§ Written request
Count the lines in the items below that contain the string "query", and reply with the number alone.

— START OF Data rows —

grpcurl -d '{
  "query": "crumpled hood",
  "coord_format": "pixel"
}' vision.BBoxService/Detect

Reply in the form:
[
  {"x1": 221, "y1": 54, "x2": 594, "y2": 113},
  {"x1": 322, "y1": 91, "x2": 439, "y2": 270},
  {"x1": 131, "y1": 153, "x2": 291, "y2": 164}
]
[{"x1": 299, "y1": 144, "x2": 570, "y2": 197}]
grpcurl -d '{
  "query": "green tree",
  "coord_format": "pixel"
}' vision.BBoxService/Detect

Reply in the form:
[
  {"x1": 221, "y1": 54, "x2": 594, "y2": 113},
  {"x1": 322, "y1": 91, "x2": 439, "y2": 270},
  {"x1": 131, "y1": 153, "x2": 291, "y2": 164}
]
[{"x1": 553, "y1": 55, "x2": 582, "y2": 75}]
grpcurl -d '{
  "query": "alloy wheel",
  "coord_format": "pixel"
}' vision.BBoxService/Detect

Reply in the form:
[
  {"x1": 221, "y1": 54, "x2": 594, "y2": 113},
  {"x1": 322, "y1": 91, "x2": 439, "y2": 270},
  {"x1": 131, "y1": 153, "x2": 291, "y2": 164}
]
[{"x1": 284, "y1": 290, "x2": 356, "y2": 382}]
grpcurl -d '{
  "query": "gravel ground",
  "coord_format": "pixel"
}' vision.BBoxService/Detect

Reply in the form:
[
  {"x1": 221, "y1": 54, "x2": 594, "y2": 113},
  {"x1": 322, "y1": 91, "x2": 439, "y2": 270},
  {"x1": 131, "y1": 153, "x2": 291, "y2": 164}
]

— END OF Data rows —
— START OF Data rows —

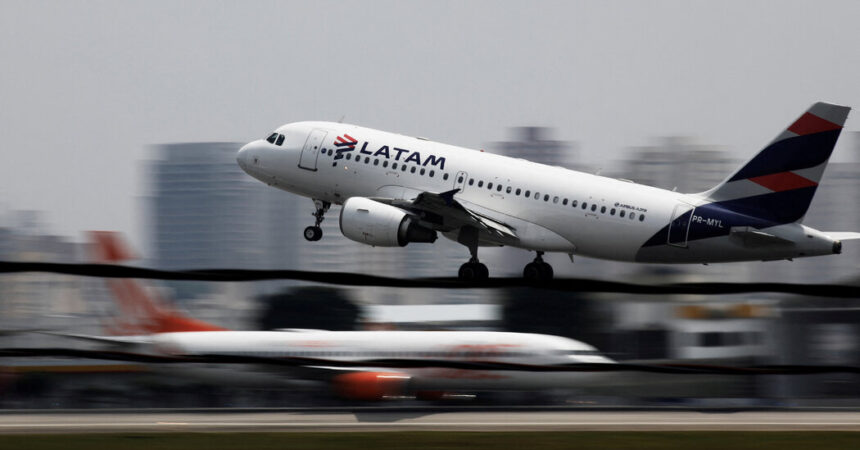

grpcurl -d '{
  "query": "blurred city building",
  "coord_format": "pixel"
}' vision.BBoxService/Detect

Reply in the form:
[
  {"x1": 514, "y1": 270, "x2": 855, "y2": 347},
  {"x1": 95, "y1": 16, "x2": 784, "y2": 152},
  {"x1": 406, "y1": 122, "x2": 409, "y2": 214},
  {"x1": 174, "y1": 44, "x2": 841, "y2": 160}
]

— END OF Data rows —

§ Exercise result
5